Direction: Give again, word for word, only the lines from the one containing "the dark green" through the final line.

----- Dataset content -----

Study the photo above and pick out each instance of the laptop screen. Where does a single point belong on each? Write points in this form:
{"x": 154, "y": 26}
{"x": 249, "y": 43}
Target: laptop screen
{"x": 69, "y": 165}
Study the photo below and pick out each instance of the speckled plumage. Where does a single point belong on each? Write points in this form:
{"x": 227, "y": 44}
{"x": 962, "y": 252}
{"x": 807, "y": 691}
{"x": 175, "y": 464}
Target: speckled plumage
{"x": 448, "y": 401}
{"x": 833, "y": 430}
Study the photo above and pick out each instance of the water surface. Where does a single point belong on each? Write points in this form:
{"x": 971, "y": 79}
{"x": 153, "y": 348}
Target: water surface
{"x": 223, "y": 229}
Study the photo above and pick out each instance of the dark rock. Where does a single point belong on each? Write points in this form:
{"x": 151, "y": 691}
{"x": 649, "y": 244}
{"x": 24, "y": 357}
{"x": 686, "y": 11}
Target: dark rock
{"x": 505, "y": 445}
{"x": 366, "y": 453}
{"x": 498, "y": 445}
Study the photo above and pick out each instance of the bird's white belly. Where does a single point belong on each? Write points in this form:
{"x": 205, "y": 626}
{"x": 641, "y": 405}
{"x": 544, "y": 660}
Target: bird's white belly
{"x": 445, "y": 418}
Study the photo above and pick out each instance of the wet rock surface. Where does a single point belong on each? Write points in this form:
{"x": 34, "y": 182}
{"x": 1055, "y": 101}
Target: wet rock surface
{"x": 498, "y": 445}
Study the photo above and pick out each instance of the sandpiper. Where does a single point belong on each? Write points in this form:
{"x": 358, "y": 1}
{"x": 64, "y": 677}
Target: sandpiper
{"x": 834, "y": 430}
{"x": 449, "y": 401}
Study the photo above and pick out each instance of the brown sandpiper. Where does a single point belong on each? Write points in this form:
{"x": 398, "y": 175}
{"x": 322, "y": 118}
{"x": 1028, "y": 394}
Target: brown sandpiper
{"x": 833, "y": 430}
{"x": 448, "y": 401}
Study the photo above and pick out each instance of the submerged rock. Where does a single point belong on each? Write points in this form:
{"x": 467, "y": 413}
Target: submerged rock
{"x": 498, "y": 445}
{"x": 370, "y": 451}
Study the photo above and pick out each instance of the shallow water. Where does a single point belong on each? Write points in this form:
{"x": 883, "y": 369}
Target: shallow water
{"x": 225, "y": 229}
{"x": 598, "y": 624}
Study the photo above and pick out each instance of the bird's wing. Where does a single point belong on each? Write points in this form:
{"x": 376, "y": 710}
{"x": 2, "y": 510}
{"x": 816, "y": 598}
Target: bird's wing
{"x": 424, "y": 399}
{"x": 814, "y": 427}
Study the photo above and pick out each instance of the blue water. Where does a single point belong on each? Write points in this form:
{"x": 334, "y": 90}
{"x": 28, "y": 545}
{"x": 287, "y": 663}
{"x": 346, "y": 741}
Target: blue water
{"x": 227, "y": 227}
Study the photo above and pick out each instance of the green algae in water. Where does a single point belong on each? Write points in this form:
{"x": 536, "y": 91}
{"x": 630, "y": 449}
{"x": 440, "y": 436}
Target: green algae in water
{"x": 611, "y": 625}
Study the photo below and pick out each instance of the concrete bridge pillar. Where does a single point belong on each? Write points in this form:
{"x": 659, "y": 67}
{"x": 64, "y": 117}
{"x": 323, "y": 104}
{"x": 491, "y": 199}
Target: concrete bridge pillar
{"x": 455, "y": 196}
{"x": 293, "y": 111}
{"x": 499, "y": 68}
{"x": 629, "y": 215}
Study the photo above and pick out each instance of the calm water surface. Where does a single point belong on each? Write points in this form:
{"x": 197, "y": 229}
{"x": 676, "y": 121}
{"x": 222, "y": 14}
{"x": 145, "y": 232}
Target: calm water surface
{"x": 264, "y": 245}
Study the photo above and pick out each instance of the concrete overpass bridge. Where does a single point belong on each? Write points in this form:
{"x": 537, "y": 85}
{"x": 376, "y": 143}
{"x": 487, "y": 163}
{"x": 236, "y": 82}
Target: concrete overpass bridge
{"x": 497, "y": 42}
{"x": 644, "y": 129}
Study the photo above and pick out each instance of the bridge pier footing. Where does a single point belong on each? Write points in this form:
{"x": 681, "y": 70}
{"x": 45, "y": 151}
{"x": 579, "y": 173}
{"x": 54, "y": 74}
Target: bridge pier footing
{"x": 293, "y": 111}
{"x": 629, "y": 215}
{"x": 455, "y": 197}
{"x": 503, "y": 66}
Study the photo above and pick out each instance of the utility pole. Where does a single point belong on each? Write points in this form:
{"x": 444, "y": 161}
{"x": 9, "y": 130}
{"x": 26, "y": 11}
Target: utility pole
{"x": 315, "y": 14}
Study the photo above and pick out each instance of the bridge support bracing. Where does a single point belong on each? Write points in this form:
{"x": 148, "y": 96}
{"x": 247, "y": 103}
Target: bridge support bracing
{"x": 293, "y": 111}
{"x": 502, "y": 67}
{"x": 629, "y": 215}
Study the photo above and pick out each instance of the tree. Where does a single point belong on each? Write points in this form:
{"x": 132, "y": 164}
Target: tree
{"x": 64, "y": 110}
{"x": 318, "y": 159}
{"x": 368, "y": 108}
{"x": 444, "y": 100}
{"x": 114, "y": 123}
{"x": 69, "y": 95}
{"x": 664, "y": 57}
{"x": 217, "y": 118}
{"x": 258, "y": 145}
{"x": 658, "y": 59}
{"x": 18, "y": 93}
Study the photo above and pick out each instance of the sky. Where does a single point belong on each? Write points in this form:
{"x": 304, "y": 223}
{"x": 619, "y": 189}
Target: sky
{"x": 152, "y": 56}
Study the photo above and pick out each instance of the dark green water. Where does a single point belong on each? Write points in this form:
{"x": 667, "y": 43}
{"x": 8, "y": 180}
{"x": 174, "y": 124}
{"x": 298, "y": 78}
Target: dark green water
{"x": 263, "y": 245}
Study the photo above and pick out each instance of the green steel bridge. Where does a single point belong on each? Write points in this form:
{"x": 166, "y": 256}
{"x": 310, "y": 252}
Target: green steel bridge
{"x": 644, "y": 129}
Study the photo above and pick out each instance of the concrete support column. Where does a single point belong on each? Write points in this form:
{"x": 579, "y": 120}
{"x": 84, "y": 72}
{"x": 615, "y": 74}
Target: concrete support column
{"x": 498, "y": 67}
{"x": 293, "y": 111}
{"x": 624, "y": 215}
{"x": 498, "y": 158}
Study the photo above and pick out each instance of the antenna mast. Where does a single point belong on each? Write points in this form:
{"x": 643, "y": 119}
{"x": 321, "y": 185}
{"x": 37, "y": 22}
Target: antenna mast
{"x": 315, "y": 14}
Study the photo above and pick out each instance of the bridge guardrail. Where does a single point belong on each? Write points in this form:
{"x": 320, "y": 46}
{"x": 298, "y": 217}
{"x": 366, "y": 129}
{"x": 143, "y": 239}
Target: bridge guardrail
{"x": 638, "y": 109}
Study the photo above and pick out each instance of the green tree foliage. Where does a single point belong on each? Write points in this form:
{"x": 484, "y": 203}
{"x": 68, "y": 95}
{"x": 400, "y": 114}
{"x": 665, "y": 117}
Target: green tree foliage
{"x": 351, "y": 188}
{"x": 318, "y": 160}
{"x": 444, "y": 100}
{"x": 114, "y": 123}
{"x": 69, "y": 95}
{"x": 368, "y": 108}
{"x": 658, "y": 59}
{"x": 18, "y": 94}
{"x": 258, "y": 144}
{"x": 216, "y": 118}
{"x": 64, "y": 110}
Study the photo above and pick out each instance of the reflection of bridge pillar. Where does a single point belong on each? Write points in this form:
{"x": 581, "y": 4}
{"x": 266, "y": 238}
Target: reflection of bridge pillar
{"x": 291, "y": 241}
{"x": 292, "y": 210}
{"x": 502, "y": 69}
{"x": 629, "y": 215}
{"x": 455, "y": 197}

-----

Task response:
Study the photo above and pick out each instance of the dark green water. Where does a single point belong on each? Write points in this form:
{"x": 667, "y": 43}
{"x": 8, "y": 180}
{"x": 174, "y": 124}
{"x": 298, "y": 78}
Target: dark green water
{"x": 263, "y": 245}
Study the photo above and pick out each instance of the green steel bridge. Where does a single point belong on each? Write points in this form:
{"x": 166, "y": 256}
{"x": 310, "y": 252}
Target: green steel bridge
{"x": 644, "y": 129}
Study the photo above and pick out each instance of the concrete support column. Where does a single point belong on each? Write points in this form:
{"x": 579, "y": 120}
{"x": 84, "y": 72}
{"x": 615, "y": 74}
Target: concrete support column
{"x": 498, "y": 67}
{"x": 293, "y": 111}
{"x": 624, "y": 215}
{"x": 498, "y": 158}
Study the photo above and pick out each instance of the antenna mast. Where does a single point belong on each? Write points in this form:
{"x": 643, "y": 119}
{"x": 321, "y": 185}
{"x": 37, "y": 22}
Target: antenna mast
{"x": 315, "y": 14}
Study the photo above and pick out each instance of the bridge guardrail. Where does a single point belong on each? Write points in this form:
{"x": 320, "y": 46}
{"x": 298, "y": 217}
{"x": 366, "y": 129}
{"x": 143, "y": 239}
Target: bridge guardrail
{"x": 638, "y": 109}
Study the photo above and pick out each instance of the green tree foliage. Where does a single point belong on each? Write points in this form:
{"x": 484, "y": 203}
{"x": 68, "y": 95}
{"x": 400, "y": 114}
{"x": 665, "y": 117}
Target: green tree foliage
{"x": 351, "y": 188}
{"x": 318, "y": 160}
{"x": 444, "y": 100}
{"x": 114, "y": 123}
{"x": 69, "y": 95}
{"x": 368, "y": 108}
{"x": 658, "y": 59}
{"x": 18, "y": 94}
{"x": 258, "y": 144}
{"x": 216, "y": 118}
{"x": 64, "y": 110}
Study the photo above and pick out each instance of the reflection of bridge pillar. Where does a single point belong on each? Write points in this form:
{"x": 581, "y": 4}
{"x": 266, "y": 238}
Target: reflection of bridge pillar
{"x": 291, "y": 241}
{"x": 292, "y": 210}
{"x": 502, "y": 69}
{"x": 629, "y": 215}
{"x": 455, "y": 197}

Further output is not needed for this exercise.